Top of Data excerpts

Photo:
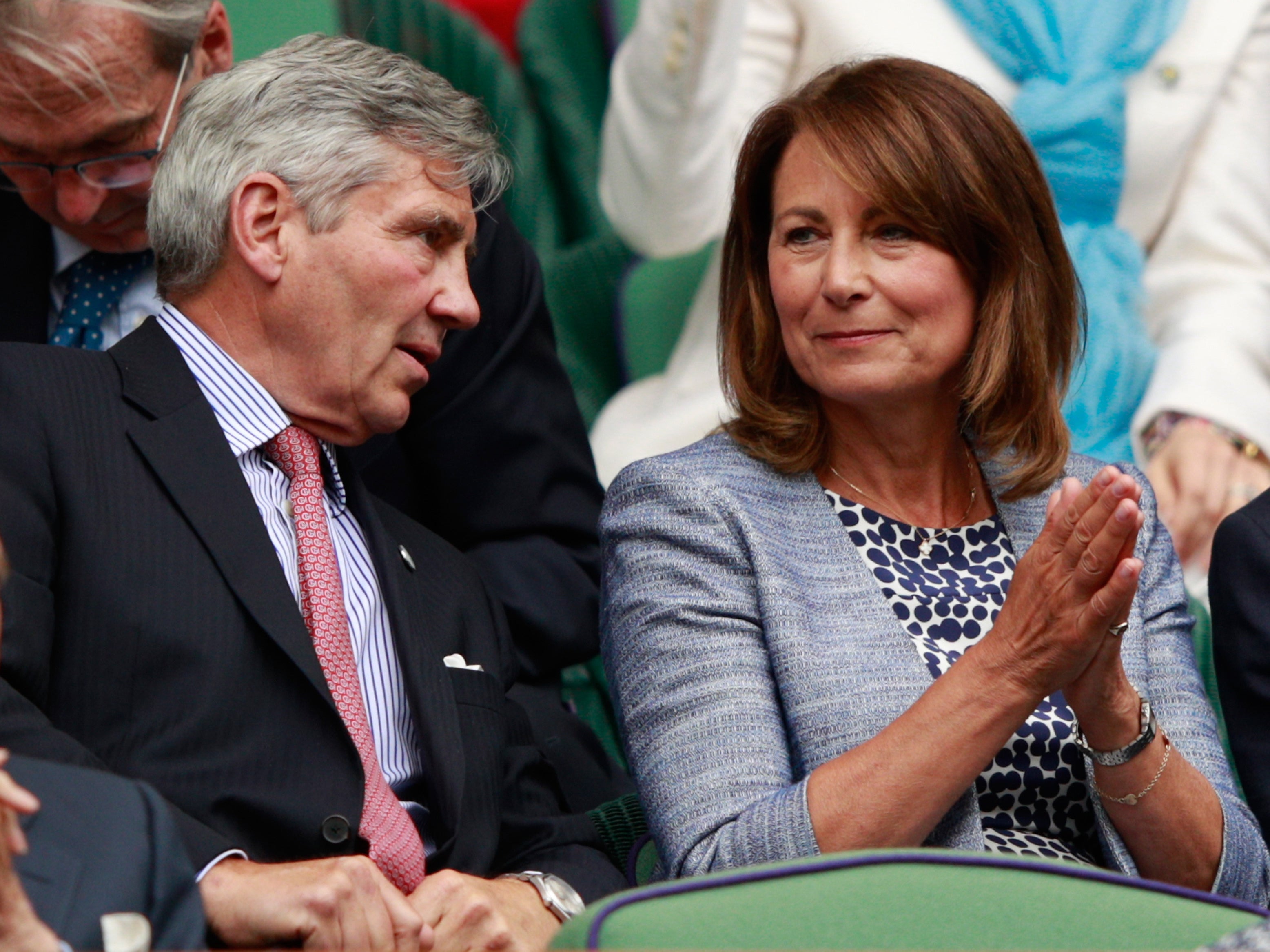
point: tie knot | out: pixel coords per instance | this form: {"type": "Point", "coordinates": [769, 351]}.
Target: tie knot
{"type": "Point", "coordinates": [296, 453]}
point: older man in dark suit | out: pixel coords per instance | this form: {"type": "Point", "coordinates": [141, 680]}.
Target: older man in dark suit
{"type": "Point", "coordinates": [89, 845]}
{"type": "Point", "coordinates": [494, 457]}
{"type": "Point", "coordinates": [313, 680]}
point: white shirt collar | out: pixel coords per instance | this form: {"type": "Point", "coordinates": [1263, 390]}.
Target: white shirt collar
{"type": "Point", "coordinates": [247, 412]}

Bottom of Data excerpts

Task item: Take every entry and repeat it verbatim, minus the pictures.

Task result:
Photo:
point: tie knot | out: pixel coords per instance | this form: {"type": "Point", "coordinates": [769, 351]}.
Target: tie knot
{"type": "Point", "coordinates": [296, 453]}
point: older man in dark suit | out: pixel coords per instance | this form: {"type": "Point", "coordinates": [141, 680]}.
Target: older man in dark suit
{"type": "Point", "coordinates": [89, 845]}
{"type": "Point", "coordinates": [494, 457]}
{"type": "Point", "coordinates": [313, 680]}
point: white shirt collar | out: pixel coords per instance | this form: {"type": "Point", "coordinates": [1263, 390]}.
Target: white shirt collar
{"type": "Point", "coordinates": [247, 412]}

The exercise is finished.